L'école paroissiale de Gori

En 1888, son père et sa mère sont séparés ; cette dernière travaille pour une boutique de couture. Grâce à la protection d'amis de la famille et à la pugnacité de sa mère -qui rêve de voir son fils devenir evêque-, il entre à l'école paroissiale de Gori. Il est bagarreur, malgré un bras estropié par une calèche. Il porte sur le visage les stigmates de la variole. Il devient enfant de choeur, affirme son goût pour le chant et la poésie. Ses premières rebellions s'expriment lors du décret du tsar Alexandre III essayant d'imposer la langue russe aux Géorgiens,

Le séminaire de Tiflis

En 1894, il intégre le séminaire de Tiflis, toujours grâce à la protection d'amis de la famille et à la pugnacité de sa mère, mais aussi à une bourse d'étude. Sa situation personnelle est singulière car ses camarades d'étude proviennent de milieux favorisés. Il obtient de bons résultats les premières années (5e place). En 1896, il est reçu par Ilya Tchavtchavadzé -poéte géorgien- (4) et par Noé Jordania -directeur du journal "Kvali"- (5) pour la publication de ses premières poésies. Il lit les ouvrages interdits au séminaire (Hugo, Zola, Gogol, ...), fait l'objet de sanctions disciplinaires et perd le goût des études religieuses. Il rétrograde à la 16e place de sa classe.

__________________________________________________

• [Vos tâches]:
1. D'après l'extrait fourni, à quelle place de sa classe finit-il par rétrograder au séminaire de Tiflis ?
2. Mettez sous forme de liste JSON de chaînes les lignes des enregistrements, de la ligne contenant "the dark suv;" à la ligne contenant "[(164, 245), (173, 249), (218, 253)]", ces deux lignes comprises, à raison d'une chaîne par ligne et sans les lignes vides.
Le texte et les enregistrements constituent deux documents indépendants l'un de l'autre.

__________________________________________________

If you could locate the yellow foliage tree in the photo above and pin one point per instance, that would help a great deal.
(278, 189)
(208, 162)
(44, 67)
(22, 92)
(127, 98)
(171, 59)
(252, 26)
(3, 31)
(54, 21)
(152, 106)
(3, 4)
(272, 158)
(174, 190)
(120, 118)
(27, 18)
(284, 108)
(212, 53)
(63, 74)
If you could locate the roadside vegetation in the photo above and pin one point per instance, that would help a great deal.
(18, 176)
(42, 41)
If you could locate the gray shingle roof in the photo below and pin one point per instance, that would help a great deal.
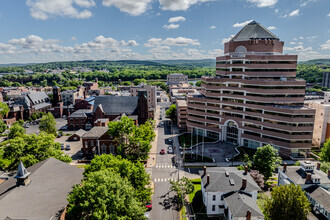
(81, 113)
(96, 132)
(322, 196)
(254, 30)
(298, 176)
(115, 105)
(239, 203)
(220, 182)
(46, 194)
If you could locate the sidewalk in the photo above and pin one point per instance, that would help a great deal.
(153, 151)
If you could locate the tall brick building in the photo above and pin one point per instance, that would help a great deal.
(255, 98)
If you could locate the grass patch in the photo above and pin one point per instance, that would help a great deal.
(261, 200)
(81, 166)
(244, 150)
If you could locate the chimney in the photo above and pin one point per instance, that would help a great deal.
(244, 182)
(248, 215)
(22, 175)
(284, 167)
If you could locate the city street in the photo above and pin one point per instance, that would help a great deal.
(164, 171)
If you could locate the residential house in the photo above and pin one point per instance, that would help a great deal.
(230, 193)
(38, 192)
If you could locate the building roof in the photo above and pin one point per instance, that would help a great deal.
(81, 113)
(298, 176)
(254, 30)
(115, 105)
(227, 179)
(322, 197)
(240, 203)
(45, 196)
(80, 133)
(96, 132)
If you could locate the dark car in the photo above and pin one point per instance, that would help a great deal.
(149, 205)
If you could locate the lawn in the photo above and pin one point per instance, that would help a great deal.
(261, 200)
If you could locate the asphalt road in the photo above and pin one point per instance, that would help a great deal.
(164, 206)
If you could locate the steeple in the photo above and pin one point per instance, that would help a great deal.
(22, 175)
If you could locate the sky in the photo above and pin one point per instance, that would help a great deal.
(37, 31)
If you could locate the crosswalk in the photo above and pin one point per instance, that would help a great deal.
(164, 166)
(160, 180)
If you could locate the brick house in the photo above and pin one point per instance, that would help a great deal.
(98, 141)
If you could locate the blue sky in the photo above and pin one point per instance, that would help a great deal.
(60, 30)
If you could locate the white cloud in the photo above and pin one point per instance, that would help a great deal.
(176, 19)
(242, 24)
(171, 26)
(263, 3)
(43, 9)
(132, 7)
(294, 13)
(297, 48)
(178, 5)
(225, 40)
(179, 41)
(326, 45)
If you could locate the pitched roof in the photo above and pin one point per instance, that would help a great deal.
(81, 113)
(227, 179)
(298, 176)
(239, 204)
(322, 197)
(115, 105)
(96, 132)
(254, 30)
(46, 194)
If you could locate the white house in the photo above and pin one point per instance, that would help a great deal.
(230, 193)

__________________________________________________

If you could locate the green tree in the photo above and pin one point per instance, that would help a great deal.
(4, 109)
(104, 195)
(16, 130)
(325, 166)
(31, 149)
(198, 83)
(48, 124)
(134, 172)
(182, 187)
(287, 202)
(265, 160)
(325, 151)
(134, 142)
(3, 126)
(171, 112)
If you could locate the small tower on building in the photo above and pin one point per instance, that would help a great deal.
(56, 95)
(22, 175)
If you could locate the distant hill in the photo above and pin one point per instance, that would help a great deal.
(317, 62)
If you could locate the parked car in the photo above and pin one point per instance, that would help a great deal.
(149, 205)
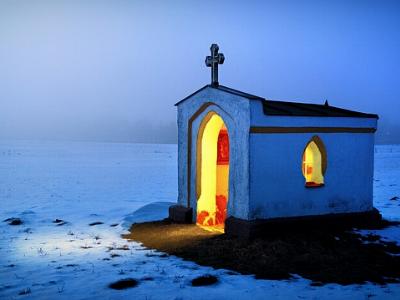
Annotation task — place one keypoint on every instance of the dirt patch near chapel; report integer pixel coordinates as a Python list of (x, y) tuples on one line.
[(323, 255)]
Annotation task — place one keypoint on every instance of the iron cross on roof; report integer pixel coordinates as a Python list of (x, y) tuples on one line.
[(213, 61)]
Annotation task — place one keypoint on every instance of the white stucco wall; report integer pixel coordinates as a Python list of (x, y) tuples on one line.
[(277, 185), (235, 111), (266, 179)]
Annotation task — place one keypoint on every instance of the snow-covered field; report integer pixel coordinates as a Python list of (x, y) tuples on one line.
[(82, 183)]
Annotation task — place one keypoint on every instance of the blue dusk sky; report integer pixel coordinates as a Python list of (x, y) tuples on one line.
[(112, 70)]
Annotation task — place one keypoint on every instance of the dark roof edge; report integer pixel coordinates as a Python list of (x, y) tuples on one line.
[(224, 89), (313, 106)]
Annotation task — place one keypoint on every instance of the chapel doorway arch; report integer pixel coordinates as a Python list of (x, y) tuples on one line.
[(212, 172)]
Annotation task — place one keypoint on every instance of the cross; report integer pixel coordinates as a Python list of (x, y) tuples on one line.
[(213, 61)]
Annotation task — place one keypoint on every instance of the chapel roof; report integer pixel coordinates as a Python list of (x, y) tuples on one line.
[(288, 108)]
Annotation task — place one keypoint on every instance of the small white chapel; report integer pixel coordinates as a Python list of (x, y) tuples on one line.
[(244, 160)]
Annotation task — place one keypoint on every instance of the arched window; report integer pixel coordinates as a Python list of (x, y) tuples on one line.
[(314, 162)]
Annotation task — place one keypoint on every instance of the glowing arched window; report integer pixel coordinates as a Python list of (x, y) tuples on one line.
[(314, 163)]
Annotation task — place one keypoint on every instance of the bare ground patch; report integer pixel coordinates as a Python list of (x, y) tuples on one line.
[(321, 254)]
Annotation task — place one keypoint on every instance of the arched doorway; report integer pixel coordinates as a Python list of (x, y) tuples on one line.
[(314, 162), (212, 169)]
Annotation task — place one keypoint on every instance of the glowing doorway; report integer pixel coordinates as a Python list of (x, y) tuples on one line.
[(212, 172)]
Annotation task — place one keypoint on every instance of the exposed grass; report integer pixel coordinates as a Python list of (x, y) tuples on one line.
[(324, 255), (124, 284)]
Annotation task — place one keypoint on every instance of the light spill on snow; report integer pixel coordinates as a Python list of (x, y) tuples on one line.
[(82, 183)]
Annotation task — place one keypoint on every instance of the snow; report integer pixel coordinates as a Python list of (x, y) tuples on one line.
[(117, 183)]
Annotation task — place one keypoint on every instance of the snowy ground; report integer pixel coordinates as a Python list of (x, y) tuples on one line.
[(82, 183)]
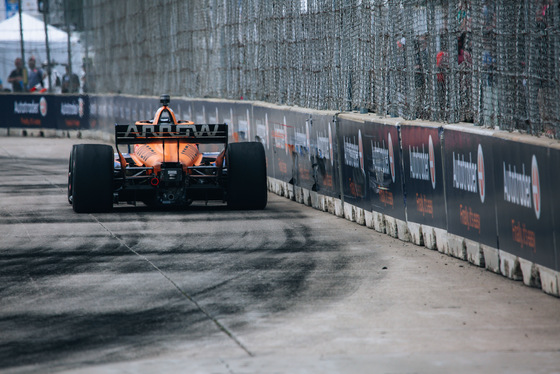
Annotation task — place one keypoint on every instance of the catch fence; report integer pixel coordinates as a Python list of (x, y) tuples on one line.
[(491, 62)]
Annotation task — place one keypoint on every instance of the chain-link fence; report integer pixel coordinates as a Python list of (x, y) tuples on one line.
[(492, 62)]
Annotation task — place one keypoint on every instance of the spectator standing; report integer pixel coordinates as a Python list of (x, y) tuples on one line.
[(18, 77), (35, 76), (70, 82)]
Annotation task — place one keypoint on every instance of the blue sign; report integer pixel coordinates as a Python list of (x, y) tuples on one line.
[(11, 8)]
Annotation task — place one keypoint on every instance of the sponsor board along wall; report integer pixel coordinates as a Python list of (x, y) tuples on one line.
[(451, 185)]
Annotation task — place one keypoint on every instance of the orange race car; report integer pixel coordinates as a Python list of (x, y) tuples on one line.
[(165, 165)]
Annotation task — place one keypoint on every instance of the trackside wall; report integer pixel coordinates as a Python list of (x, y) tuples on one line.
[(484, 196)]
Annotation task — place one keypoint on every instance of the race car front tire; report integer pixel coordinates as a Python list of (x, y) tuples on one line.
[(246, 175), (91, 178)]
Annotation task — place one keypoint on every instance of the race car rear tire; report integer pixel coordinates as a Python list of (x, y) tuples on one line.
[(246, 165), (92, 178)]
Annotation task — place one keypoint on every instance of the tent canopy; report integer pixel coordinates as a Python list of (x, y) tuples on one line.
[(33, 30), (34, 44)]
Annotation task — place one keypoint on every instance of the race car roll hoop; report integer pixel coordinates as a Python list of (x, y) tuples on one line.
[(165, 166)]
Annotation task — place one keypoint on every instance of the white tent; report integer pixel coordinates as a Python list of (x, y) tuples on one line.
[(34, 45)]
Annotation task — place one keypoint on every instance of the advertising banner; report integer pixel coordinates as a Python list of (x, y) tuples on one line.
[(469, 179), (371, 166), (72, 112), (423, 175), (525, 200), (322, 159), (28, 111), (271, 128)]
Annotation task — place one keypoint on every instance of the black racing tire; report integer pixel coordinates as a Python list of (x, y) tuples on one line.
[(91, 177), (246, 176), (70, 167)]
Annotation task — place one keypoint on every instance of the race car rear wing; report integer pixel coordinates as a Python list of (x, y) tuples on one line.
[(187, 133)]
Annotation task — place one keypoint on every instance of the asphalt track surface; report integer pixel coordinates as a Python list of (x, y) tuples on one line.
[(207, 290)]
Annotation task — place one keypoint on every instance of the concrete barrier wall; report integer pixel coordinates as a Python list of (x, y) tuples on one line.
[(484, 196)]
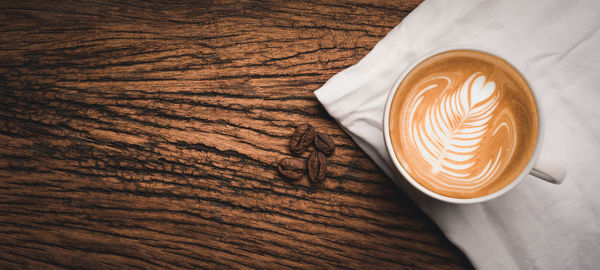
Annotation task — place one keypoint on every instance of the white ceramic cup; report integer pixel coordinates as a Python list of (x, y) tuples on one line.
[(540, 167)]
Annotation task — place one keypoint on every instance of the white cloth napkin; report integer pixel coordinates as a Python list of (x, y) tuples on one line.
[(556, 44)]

__________________________________________________

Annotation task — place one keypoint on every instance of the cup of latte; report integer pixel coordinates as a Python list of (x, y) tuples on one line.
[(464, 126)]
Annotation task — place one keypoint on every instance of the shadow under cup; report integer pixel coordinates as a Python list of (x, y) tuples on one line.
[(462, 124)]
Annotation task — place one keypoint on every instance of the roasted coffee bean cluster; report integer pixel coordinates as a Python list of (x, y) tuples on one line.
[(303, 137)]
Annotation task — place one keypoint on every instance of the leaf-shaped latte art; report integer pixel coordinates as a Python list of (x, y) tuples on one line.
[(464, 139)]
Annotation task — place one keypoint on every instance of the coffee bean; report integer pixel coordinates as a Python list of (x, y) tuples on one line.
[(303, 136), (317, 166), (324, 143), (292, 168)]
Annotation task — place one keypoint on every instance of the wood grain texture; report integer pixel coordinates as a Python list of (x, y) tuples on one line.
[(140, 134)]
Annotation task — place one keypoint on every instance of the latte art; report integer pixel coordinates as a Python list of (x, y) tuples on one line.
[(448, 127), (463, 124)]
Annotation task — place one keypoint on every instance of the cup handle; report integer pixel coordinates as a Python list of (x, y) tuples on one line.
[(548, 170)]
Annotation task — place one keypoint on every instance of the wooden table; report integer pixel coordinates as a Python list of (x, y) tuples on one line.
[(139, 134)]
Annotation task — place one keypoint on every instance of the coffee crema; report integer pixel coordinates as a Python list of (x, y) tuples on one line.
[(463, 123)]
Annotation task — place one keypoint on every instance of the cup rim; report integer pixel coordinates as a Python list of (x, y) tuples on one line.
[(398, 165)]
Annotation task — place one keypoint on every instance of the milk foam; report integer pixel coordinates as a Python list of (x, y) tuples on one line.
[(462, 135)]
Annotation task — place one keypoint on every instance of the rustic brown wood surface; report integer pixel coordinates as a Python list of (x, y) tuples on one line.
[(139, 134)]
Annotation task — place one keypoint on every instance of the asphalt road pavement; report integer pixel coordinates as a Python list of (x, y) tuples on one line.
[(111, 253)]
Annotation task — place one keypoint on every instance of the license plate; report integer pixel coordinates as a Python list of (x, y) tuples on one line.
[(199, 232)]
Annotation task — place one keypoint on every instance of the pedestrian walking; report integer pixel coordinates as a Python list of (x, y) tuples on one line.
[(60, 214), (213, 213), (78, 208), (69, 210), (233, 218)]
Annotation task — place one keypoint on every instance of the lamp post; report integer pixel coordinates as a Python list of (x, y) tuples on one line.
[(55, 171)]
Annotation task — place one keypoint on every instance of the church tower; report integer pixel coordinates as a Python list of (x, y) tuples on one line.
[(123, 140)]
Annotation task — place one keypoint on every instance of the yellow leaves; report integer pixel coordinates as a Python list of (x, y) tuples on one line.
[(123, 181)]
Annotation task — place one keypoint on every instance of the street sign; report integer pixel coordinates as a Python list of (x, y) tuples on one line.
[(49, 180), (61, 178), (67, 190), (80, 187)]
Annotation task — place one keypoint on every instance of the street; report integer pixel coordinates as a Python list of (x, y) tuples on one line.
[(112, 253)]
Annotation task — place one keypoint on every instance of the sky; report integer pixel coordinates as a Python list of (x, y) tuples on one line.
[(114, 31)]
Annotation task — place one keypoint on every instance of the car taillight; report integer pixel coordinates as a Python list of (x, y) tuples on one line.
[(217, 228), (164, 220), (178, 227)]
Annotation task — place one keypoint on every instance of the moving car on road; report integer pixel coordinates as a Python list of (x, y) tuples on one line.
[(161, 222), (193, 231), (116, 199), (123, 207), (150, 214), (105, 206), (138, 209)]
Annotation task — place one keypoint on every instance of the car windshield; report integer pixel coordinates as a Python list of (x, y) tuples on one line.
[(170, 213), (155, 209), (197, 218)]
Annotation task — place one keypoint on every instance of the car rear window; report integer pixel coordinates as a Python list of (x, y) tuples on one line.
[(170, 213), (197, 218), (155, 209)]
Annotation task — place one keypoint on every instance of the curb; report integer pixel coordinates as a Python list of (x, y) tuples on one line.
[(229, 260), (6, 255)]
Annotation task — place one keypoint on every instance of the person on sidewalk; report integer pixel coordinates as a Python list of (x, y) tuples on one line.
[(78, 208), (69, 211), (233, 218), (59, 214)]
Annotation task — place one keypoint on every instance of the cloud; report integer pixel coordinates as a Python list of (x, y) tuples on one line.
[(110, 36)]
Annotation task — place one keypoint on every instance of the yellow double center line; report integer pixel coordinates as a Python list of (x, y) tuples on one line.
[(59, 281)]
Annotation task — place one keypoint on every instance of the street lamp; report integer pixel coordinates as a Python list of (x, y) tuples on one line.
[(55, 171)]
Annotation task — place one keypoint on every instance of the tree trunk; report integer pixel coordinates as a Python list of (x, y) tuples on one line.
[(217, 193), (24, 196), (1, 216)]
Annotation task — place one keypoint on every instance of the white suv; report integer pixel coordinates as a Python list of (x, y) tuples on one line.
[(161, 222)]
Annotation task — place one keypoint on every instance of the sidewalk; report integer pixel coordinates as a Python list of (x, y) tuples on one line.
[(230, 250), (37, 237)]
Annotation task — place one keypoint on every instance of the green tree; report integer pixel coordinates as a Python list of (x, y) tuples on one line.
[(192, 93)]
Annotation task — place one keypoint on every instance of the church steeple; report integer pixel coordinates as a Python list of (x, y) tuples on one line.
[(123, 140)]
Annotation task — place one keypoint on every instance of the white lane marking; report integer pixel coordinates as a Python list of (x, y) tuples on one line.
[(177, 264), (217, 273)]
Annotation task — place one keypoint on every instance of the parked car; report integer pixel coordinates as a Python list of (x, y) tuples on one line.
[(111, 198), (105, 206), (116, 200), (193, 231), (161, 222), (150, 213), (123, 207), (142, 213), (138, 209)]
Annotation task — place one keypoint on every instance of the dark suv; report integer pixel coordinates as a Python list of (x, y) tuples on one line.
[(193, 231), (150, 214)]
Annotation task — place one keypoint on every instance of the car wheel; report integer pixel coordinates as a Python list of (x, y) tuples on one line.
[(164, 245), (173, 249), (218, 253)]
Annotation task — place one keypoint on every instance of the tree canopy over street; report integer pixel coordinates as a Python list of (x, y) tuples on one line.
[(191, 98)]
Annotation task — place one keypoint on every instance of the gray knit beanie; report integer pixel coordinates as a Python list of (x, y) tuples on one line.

__________________________________________________

• [Solutions complètes]:
1. Il rétrograde à la 16e place de sa classe.

2.
[
  "Annotation task — place one keypoint on every instance of the dark suv; report integer pixel coordinates as a Python list of (x, y) tuples on one line.",
  "[(193, 231), (150, 214)]",
  "Annotation task — place one keypoint on every instance of the car wheel; report integer pixel coordinates as a Python list of (x, y) tuples on one line.",
  "[(164, 245), (173, 249), (218, 253)]"
]